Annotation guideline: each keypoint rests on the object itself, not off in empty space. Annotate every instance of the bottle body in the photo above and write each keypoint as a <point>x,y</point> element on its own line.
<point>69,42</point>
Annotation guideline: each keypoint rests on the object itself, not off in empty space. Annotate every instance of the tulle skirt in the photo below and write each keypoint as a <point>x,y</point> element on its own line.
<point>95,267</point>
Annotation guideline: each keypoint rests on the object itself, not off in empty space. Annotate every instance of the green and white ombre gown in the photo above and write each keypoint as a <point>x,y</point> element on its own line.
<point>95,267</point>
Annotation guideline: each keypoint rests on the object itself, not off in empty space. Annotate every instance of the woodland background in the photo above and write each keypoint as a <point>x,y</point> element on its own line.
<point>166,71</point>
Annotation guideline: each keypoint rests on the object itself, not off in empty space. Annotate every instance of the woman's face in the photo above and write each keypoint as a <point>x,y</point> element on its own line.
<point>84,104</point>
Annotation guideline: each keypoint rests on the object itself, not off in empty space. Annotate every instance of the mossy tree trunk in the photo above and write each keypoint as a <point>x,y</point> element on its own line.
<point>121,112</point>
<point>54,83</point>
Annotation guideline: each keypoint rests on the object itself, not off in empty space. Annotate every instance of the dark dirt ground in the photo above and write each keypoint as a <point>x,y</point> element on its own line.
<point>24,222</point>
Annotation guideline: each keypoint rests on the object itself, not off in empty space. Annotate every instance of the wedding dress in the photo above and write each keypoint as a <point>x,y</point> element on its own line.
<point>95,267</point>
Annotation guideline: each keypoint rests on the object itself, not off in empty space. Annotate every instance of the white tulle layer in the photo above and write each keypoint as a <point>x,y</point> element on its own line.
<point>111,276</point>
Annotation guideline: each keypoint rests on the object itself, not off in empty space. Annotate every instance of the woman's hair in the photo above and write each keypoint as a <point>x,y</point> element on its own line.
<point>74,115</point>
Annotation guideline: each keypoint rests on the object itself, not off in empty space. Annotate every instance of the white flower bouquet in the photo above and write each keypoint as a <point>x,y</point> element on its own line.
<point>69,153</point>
* * *
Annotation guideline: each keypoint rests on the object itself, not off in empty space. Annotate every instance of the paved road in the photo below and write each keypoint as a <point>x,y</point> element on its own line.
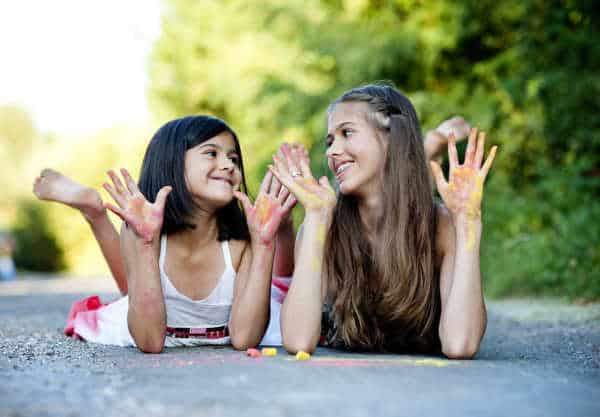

* _SHORT EXERCISE_
Please format the records as a JSON list of strings, one string per line with blank lines omitted, beginning at the line that contains "the woman's hair" and stopping after the line that contains "<point>74,115</point>".

* _CORRECT ANSWER_
[
  "Annotation guideline: each keypoint rests on the object itself, not off in empty space. Annotate every instance of the woman's hair in the photo above and write each keypoint as a <point>x,y</point> element on its own line.",
  "<point>74,115</point>"
]